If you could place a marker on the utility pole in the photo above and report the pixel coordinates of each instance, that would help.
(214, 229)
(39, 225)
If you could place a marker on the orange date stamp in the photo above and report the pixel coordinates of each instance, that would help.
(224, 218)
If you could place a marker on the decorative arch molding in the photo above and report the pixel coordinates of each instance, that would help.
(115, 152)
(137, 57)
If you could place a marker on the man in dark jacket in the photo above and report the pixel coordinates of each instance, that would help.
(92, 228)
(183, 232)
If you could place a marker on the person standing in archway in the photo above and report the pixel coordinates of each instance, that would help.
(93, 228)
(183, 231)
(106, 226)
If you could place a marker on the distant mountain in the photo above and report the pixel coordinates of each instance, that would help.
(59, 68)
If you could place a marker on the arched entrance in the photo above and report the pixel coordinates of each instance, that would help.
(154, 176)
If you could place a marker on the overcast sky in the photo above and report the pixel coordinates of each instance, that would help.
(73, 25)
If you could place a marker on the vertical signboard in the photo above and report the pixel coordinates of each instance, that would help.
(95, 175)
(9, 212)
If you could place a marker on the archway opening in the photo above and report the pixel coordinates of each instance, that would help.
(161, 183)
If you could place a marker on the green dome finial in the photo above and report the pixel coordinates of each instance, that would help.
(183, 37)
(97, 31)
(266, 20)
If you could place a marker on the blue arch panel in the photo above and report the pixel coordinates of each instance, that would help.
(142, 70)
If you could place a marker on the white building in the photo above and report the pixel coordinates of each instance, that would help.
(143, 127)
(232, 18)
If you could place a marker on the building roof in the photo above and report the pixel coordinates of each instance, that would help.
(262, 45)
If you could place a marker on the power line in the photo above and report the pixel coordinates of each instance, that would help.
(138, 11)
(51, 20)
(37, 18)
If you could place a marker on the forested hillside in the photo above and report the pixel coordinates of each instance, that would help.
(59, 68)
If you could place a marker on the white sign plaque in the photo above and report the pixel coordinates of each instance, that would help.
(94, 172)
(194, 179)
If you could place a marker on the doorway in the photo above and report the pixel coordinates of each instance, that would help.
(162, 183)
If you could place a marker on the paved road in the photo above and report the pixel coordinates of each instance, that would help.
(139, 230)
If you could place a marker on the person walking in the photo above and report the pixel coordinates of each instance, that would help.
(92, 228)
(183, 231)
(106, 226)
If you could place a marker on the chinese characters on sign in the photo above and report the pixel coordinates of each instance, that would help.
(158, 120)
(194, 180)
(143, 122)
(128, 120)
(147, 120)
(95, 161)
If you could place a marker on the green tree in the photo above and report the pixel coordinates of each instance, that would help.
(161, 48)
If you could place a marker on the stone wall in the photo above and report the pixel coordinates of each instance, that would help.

§ WHAT YOU WILL DO: With the line containing "If you could place a marker on the green tree" as the first and the final line of the entries above as the last, write out that span exactly and nothing more.

§ ANSWER:
If you could place a marker on the green tree in the photo above and report the pixel coordinates of each instance, that would help.
(161, 48)
If you could place a marker on the stone wall in the photo above and report the pixel coordinates of each instance, that would help.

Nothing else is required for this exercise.